**Формулировка задания:** Продолжите отрывок о дружбе Мунка и Ханса Егера, начав сразу после его последнего предложения.

**Фрагмент текста:**
########
Мунк никогда не разделял образ жизни столичной богемы. Но он восхищался личностью Егера, его мужеством, находил в его творчестве строгость этических требований, схожую с той, что впитал дома, правда, делал оговорку, что содержание этих требований прямо противоположно. Позже Мунк со страстью, граничащей с безумием, начнет яростно обличать богему, но для Егера сделает исключение.
Было бы преувеличением утверждать, что в этот период Егер становится для Мунка альтернативой отцу, хотя художник целиком и полностью поддерживает воззрения писателя на суть творчества, разделяет его взгляды на личный опыт как основу искусства: «Рисуй свою жизнь!» Тем не менее из-за общения с «кощунствующим развратником» отношения с отцом заметно портятся: «Мой отец считает, что самое ужасное – это общение с этим Егером».
Мунк, Мунк! Не надо больше таких картин!
Ханс Егер хранил верность в дружбе, но это отнюдь не мешало ему подвергать друзей критике.
Осенняя выставка 1886 года открылась всего за несколько дней до того, как должен был вступить в силу приговор – за «Богему Кристиании» Егеру предстояло провести в тюрьме шестьдесят дней. Ему позволили обустроить камеру на свой вкус, даже привезти туда мебель и картины, среди которых был подаренный ему Мунком в утешение портрет полуобнаженной женщины «Хюльда».
########
**Исходные данные:**

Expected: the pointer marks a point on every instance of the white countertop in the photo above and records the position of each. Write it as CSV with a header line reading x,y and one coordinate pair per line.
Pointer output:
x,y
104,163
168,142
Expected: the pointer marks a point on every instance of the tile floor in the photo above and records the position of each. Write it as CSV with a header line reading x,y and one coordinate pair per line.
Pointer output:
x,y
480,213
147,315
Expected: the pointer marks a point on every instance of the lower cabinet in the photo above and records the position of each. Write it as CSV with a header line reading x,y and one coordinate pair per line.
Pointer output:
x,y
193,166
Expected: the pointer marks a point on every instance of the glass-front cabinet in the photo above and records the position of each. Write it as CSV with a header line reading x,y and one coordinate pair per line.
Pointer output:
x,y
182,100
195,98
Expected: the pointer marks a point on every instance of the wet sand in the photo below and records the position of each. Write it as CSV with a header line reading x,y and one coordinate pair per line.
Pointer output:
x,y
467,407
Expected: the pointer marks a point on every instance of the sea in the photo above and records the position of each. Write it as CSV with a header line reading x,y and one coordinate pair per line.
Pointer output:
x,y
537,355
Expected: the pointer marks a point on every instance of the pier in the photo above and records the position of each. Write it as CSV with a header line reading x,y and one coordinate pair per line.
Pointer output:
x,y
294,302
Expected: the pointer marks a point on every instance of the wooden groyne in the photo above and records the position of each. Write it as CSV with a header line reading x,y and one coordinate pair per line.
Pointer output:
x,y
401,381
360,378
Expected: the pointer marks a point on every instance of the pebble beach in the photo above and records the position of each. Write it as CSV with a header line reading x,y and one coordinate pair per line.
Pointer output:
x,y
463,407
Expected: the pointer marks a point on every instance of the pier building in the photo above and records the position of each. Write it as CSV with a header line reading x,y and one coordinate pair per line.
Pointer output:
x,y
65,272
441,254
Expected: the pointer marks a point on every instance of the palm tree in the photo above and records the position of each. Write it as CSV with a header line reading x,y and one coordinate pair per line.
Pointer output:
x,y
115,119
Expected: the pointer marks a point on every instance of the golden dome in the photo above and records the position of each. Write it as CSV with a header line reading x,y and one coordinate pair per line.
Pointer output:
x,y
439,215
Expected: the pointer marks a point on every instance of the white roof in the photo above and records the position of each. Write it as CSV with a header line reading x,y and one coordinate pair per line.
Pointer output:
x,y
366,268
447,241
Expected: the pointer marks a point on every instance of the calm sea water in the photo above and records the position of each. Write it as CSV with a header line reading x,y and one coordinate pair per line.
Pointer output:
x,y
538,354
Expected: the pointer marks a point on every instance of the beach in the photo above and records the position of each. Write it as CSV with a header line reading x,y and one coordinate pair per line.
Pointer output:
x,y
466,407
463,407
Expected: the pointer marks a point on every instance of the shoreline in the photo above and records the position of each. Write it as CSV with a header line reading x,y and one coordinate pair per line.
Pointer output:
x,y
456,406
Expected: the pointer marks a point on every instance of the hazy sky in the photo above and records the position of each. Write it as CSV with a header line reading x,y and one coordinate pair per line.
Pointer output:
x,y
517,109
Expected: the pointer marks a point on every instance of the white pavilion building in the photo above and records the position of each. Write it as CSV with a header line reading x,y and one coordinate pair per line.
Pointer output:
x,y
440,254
########
**Поле для ответа:**
Словно в ответ Егер пишет рецензию на Осеннюю выставку, большая часть которой посвящена картине Мунка. Статью отказались напечатать в «Дагбладет», и она вышла в консервативной «Даген». Газета проявила неслыханную либеральность; редакция оговаривалась, что не разделяет взглядов Егера, но поддерживает его право донести свое мнение до слуха общественности.
На выставку Мунк представил «Больного ребенка» – тогда она носила скромное название «Этюд». Как и большинство критиков, Егер пишет не столько о самой картине, сколько о реакции публики. Он приводит восклицание «одного длинного худощавого господина»: «Выставлять такое! Это же скандал! Картина не завершена и бесформенна, сверху вниз изображение рассекают странные полосы». (Эти полосы исчезли после доработки картины, предпринятой Мунком несколькими годами позже.) Однако Егер не идет на поводу у этого господина и подобных ему господ, замечая, что в полосах и состоит вся гениальность художника. Их появление он объясняет стремлением Мунка передать настроение. Впрочем, Егер не спорит с тем, что техника художника далека от совершенства. Но Мунк, по его мнению, безусловно, еще многому научится. Главное, что в картине есть то, чему научиться нельзя.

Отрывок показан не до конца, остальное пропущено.